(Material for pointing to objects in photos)
* * *
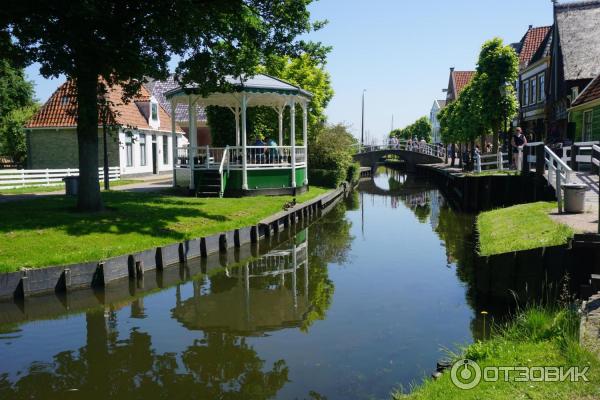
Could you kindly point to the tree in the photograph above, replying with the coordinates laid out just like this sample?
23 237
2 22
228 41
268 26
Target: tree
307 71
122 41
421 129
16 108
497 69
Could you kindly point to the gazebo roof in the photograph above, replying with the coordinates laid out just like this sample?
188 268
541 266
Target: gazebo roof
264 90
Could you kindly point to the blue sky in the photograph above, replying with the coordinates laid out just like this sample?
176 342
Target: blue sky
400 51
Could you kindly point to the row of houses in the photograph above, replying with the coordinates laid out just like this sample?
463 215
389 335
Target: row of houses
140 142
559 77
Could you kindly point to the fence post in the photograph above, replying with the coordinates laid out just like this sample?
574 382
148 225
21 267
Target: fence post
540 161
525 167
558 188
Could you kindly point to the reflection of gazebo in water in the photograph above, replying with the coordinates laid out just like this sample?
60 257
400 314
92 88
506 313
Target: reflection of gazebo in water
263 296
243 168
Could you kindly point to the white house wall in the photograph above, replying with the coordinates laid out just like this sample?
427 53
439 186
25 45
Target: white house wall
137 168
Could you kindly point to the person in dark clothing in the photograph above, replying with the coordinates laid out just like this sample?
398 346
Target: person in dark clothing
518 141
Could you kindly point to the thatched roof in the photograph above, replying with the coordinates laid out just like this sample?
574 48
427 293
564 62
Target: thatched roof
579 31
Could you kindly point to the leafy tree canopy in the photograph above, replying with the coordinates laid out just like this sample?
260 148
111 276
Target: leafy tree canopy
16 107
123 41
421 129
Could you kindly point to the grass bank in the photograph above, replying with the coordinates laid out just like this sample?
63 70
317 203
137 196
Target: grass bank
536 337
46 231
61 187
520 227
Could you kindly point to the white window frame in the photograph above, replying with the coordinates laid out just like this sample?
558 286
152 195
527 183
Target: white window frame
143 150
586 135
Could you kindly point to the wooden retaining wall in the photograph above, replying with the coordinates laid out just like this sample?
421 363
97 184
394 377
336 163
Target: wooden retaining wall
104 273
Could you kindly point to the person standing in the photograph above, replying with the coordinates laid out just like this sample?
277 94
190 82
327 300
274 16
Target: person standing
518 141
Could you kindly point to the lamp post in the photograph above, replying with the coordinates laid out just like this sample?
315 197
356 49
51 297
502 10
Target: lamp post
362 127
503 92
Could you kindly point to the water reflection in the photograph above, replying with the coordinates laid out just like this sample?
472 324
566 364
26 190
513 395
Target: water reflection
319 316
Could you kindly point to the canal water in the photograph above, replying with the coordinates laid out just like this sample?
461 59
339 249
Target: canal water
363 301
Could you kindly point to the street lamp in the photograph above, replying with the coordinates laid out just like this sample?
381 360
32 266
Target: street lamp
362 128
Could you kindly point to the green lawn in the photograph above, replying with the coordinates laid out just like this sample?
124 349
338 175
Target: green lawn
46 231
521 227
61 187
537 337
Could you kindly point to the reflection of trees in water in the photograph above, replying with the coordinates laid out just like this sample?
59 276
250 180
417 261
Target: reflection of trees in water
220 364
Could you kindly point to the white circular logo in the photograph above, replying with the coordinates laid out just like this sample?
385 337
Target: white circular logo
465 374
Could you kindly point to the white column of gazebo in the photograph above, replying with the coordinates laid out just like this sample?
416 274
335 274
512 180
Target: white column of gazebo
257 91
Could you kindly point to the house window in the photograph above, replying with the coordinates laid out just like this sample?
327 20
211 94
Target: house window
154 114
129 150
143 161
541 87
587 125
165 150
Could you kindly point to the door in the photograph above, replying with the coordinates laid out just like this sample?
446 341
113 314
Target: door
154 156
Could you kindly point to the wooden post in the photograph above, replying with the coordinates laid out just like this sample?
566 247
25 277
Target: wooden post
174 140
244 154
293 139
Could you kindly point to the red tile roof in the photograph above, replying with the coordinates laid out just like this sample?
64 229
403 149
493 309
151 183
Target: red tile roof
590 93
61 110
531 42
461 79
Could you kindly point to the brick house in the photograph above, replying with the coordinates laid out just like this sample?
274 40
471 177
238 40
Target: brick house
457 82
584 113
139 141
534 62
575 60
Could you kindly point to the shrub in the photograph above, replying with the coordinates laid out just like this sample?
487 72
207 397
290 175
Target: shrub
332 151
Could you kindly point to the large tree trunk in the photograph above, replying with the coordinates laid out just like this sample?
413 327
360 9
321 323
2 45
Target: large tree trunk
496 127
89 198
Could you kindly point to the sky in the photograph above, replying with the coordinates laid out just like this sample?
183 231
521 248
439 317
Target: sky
* * *
● Exercise goal
Copy the material above word for word, leaving out the pictures.

● Full output
Could you kindly point to the tree in the photograph above, replying with the coordinates laid out just like this sample?
23 237
2 22
228 41
268 26
Target: tree
307 71
122 41
421 129
16 108
497 69
Could you kindly point to the gazebo roof in the photograph above, replying with the coordinates laid out just like this sample?
188 268
541 266
Target: gazebo roof
264 90
Could you kindly point to the blue sky in the photograph above, replying with the coordinates laid out just like this sample?
176 342
Target: blue sky
400 51
Could you kindly point to the row of houses in the photograph above, replying with the coordinates laid out just like this sample?
463 215
389 335
Target: row of houses
140 142
559 77
Could you kindly point to the fence post in the photograph above, replying with the coordinates laid out just like this sample?
574 382
148 225
21 267
Target: fence post
540 161
525 167
558 188
Could you kindly point to the reflection of gazebo in water in the photograph above, replying with the coordinates laid out just like this sample?
60 257
400 314
92 88
506 313
Target: reflection of gazebo in water
263 296
243 168
Could you kindly point to the white house wall in the photograph above, replying with the coordinates laid out just like this sample?
427 53
439 186
25 45
Target: white house wall
137 168
Could you kindly point to the person in dark clothing in the photograph above, replying with the coordinates laid out just like this sample?
398 346
Target: person in dark clothing
518 141
Could you kindly point to the thatched roof in the photograph above, replying with the coordinates laid out just like this sample?
574 48
427 293
564 62
Target: thatched roof
579 31
Could you kindly point to the leafy tree canopy in the photograph above, replying with the coordinates laid out just like this sample?
260 148
111 276
Target: leafy tree canopy
16 107
123 41
421 129
Could you kindly point to the grass bank in the photograph above, replying with the coordinates laid out just like this sample?
63 70
317 203
137 196
Target: grass bank
536 337
46 231
61 187
520 227
Could you kindly point to the white window frame in the photograph above, replying with the coordinates laid out just like this sample?
558 286
152 195
527 183
Target: white window frame
143 150
586 135
Could you kindly point to the wooden retaining wall in the photograph above, replying with the coordinates laid out just like this sample?
421 363
97 184
394 377
336 163
Target: wooden retaining wall
104 273
Could you kindly point to the person standing in the photograph above, replying with the coordinates laid out just like this sample?
277 94
190 82
327 300
274 16
Target: person standing
518 141
Could you kindly point to the lamp post in the photograph above, replying with the coordinates laid out just like this sample?
315 197
356 49
51 297
502 10
Target: lamp post
362 127
503 92
Could you kindly point to the water reflection in the photograph above, replying with the coordinates laid out just like this sample?
472 324
566 364
26 190
513 395
Target: water reflection
319 316
Could you kindly point to the canal water in the photograph above, replying with the coordinates laid out just like this sample?
461 59
339 249
Target: canal water
363 301
Could you kindly point to the street lamp in the photograph above, replying with the coordinates laid out just like this sample?
381 360
32 266
Target: street lamp
362 128
Could you kindly point to the green lawn in the photograph above, replying with the coordinates laid out just like this sample?
124 349
338 175
Target: green lawn
46 231
521 227
61 187
537 337
Could you kindly point to the reflection of trees in water in the photograph above, replying with the coordinates laid out just like this sample?
59 276
250 180
417 261
Target: reflection of trees in water
220 364
Could you kindly point to the white circular logo in the photograph above, replying with the coordinates laid out just like this sample?
385 337
Target: white circular logo
465 374
Could you kindly point to the white column of gazebo in the photograph above, replying with the coordinates laid out just like this sample?
416 274
335 274
512 180
Target: white column of gazebo
257 91
Could you kindly point to the house window in the photograph above, replying with the coordinates laid out just like this sample?
327 20
211 94
Target: house window
154 114
129 150
143 161
541 87
587 125
165 150
Could you kindly point to the door in the photograph above, replying with the coordinates laid out just like this sample?
446 341
113 314
Target: door
154 156
Could you kindly point to the wooden post in the photograph above, replying with the coordinates laid out just like this sample?
566 247
25 277
Target: wooden post
174 140
244 154
293 139
Could you kindly point to the red tile roof in the photograph above, replying with the coordinates laid out just like this sample?
64 229
403 149
493 309
151 183
Target: red tile roof
590 93
61 110
531 42
461 79
Could you kindly point to the brick house in the photograph above, replying with the coordinates laid out just like this sample?
274 40
471 177
238 40
Target: brick house
457 82
584 113
139 141
534 62
575 60
Could you kindly point to the shrub in the photograph above, replying with the coordinates laid out just like this sample?
487 72
207 397
290 175
Target: shrub
332 151
Could you kindly point to the large tree trunk in the photograph above, replying with the coordinates laid out just like this sample?
413 327
360 9
321 323
2 45
Target: large tree trunk
496 127
89 198
Could you kindly point to the sky in the photograph above, replying with the coordinates laid out just like this sample?
183 231
521 248
439 317
Target: sky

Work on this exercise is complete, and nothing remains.